++++ Document ++++

Why lie? Are you lying because you understand that many people will twist the truth and that will undercut your program, or are you lying because the actual truth stands fundamentally against your goals? Neither are good, but a lie meant to protect the truth is better than a lie meant to attack the truth.


For example, Vice President Al Gore presented climate change’s worst possible outcomes and progress in an effort to get people to pay attention to this vital issue. He plausibly knew that they weren’t the most likely outcomes, but also knew that presenting the facts directly would often cause people to dismiss it, given their lack of knowledge over what a few degrees change would actually do. The goal was to get people to acknowledge the truth that climate change was a serious issue.


On the other hand we have Senator Jim Inhofe, who brought a snowball into Congress to argue that since there was snow, there was no climate change impact. It was meant entirely to derail any discussion of impact of climate change by noting that there was still snow, so it couldn’t (in his mind) be all that bad. It was an attempt to hide the truth, to attack it, by presenting something that didn’t even honestly address the premise.  


Context

Context can make a statement true or untrue, even if the intent or even the actual claim a person made was the opposite. 15 people being shot out of a population of 20 is a serious problem that needs immediate attention; 15 people out of 20,000,000 somewhat less. Someone claiming it is a problem is telling the truth, but context can make that claim more or less potent. 


For example, President Obama made a claim that under his ACA, no one would lose access to the doctor of their choice. It turned out that after the legislation was processed and altered, insurance companies refused to go along with many parts of it and thus this was not the case for many people. Additionally, many plans did not meet up with the (even then) standards for being a legal insurance, and so more people “lost” their plans. While Obama intended the truth, in context he was found to be lying, or oversimplifying, and so people found his statement to be dishonest.

++++

_What is asked_
Answer these questions from the passage on lying in politics:
(a) What did Senator Jim Inhofe bring into Congress?
(b) In the shooting example, 15 people shot out of what population is called a serious problem that needs immediate attention?
(c) Under his ACA, what did President Obama claim no one would lose access to?

++++ Given records ++++

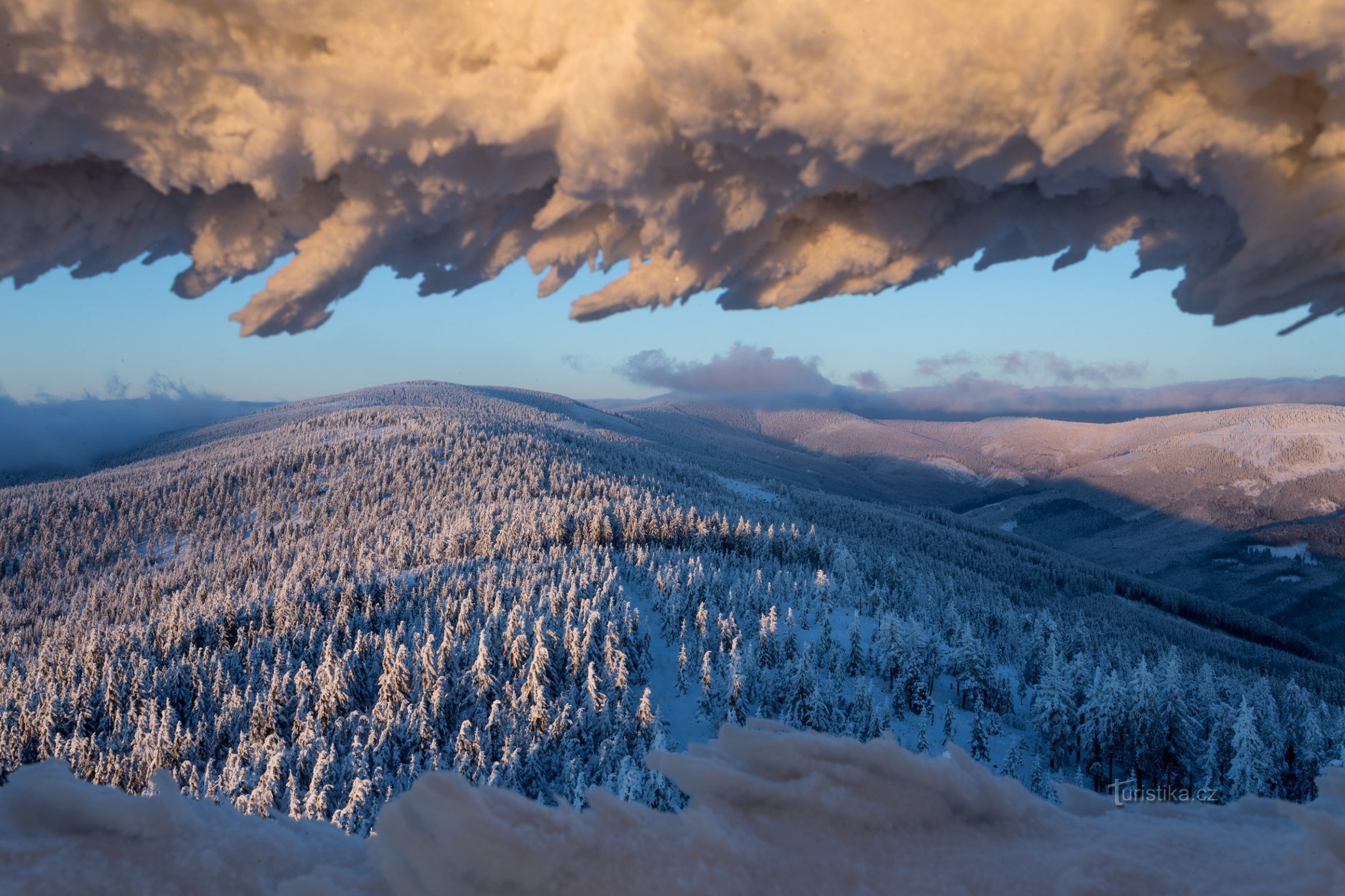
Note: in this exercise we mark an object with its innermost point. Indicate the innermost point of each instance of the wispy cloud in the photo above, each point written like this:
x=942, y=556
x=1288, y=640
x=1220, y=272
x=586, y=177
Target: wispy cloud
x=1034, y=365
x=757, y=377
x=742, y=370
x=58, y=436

++++

_Finished exercise_
(a) A snowball.
(b) A population of 20.
(c) The doctor of their choice.